Start of Source document

I confess to having contrarian instincts. When the hounds are baying for someone’s blood, my inclination is to wonder if just perhaps the problem is with the hounds. I’ve never had an occasion to write about sexual and financial abuses committed by rabbis, pastors, and priests. With the vast majority of cases, I suppose a member of the public like me simply has to take the accusations at face value and feel appropriately sickened. After all, we entrust these clergy members with our families, our fortunes, our faith.
Yet an additional note needs to be added.
This week’s Torah reading, Behar-Bechukotai, includes a series of admonitions (Leviticus 26:14-43) delivered by God through Moses to the Jewish people. If the Jews turn away from the Torah, then a series of mounting tragedies will befall them. As Rav S.R. Hirsch explained it long ago, minor deviations of faith are like tiny cracks in a supporting structure. They can spread, grow, widen, finally leading to the collapse of the wall, roof, arch — whatever.
He reads the opening verses of the Admonition as describing the course of “defection” from belief in God’s Word. Citing the midrash Sifra on Leviticus, Hirsch notes an intermediate stage in the defection by unbelievers. It involves chachamim, the wise, the rabbis, “receiv[ing] the full weight of their hatred. In them [the defectors] see the ‘misfortune’ of their race, and the disdain which they feel towards their brethren who remain faithful to the Torah becomes transferred to the spiritual bearers and guardians of the institutions of the Torah.”
Sifra is anywhere up to 1,800 years old. Hirsch was a contemporary of Darwin. So these are not apologists for contemporary abuses by rabbis or other clergy.

End of Source document

### Exercises to complete
1. From the essay on the Torah reading, return the passage that begins at the words "Yet an additional" and ends after the words "arch — whatever.".
2. Answer these questions from the essay on the Torah reading:
(a) Which weekly Torah reading is named?
(b) Which midrash does Hirsch cite on Leviticus?
(c) Whom was Hirsch a contemporary of?

Start of Data supplied

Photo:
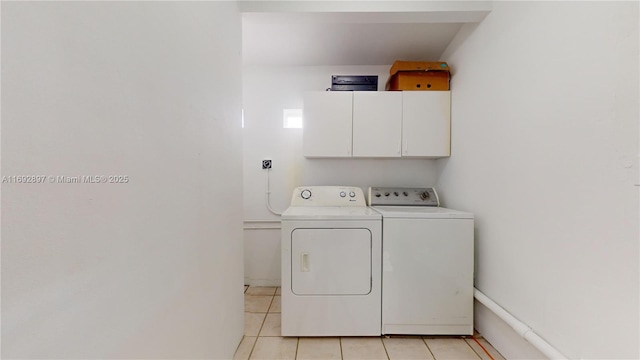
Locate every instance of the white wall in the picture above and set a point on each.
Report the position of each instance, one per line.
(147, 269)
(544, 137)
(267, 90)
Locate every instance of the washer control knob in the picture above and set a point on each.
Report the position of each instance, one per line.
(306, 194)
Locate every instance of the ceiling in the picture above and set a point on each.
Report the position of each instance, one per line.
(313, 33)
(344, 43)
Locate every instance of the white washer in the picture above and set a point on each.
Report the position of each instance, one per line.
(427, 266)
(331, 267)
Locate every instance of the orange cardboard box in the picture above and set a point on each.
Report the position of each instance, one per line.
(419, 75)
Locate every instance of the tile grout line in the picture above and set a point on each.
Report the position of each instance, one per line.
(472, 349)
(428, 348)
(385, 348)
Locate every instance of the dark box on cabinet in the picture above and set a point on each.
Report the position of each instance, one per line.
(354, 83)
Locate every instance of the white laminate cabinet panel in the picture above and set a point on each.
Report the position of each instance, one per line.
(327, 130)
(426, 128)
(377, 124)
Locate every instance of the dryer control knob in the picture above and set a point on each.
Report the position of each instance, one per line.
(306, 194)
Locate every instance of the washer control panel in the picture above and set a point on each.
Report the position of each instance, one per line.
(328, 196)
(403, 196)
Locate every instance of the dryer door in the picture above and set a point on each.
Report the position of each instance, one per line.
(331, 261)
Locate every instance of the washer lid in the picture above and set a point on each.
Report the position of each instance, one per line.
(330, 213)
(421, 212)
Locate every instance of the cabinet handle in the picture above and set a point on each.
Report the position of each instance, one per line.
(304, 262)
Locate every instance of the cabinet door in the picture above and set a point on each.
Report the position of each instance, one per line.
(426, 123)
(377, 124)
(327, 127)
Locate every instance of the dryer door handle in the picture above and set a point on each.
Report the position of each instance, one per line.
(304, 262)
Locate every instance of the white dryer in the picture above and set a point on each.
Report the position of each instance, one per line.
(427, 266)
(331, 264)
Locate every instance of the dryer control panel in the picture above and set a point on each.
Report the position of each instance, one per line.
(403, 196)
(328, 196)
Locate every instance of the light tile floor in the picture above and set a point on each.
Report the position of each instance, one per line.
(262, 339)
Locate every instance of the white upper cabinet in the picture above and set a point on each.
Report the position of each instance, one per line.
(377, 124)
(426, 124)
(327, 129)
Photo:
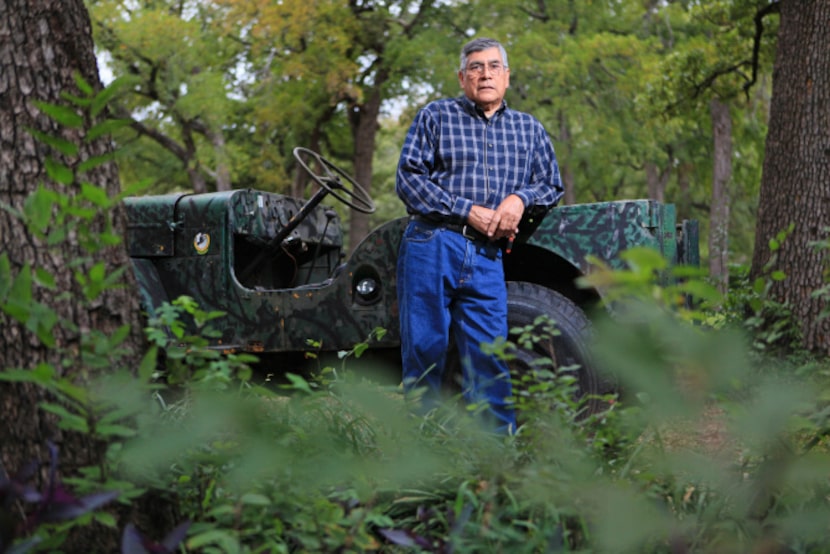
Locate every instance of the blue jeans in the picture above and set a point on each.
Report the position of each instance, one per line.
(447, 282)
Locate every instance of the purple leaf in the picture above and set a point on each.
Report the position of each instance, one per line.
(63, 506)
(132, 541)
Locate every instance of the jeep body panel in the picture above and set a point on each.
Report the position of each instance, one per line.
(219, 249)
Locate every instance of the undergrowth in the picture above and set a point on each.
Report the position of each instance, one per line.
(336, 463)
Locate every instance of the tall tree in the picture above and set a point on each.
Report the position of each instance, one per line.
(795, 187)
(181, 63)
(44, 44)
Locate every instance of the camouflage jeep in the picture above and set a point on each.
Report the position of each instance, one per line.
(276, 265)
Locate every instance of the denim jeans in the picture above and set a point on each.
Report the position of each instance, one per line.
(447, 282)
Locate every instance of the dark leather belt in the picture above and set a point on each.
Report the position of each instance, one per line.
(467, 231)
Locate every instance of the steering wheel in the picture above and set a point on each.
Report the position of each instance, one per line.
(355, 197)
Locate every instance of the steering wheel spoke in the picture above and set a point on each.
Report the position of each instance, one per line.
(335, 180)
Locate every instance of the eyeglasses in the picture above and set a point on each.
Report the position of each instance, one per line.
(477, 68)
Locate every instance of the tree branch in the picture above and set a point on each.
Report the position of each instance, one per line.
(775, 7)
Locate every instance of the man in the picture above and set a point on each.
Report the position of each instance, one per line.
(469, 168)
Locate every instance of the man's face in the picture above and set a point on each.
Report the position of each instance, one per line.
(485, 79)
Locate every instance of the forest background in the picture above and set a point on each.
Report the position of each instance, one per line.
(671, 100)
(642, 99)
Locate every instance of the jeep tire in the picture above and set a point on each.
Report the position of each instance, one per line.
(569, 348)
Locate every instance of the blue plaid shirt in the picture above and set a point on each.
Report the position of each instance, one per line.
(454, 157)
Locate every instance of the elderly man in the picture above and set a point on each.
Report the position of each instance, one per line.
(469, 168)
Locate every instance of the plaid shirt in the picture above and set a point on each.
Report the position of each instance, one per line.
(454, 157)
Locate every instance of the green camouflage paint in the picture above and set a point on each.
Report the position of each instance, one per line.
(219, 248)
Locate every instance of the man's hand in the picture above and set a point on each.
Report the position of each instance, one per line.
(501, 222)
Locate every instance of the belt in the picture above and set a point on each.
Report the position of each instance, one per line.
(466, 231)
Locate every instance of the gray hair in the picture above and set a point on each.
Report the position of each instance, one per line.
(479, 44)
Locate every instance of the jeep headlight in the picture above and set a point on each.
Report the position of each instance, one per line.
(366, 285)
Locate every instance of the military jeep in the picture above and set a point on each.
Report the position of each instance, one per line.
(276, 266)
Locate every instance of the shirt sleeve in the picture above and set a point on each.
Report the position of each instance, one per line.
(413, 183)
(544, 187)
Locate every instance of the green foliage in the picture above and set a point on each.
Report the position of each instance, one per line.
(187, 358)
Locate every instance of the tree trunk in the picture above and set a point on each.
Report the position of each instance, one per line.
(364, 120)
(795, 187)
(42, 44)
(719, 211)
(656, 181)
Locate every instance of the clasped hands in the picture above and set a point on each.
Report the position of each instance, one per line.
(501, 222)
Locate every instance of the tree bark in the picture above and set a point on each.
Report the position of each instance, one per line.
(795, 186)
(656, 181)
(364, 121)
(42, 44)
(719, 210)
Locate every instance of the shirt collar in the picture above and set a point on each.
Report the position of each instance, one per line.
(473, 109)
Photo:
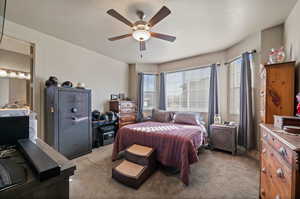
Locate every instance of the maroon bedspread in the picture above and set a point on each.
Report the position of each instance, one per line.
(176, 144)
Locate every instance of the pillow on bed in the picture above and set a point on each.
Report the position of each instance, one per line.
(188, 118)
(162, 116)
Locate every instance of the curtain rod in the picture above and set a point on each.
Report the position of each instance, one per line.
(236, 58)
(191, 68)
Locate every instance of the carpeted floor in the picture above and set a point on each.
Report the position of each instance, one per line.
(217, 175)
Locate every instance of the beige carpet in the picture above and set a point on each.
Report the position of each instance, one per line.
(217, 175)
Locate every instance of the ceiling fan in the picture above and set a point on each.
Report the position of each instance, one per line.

End of Data supplied

### Replies
1.
Yet an additional note needs to be added.
This week’s Torah reading, Behar-Bechukotai, includes a series of admonitions (Leviticus 26:14-43) delivered by God through Moses to the Jewish people. If the Jews turn away from the Torah, then a series of mounting tragedies will befall them. As Rav S.R. Hirsch explained it long ago, minor deviations of faith are like tiny cracks in a supporting structure. They can spread, grow, widen, finally leading to the collapse of the wall, roof, arch — whatever.

2.
(a) Behar-Bechukotai
(b) Sifra
(c) Darwin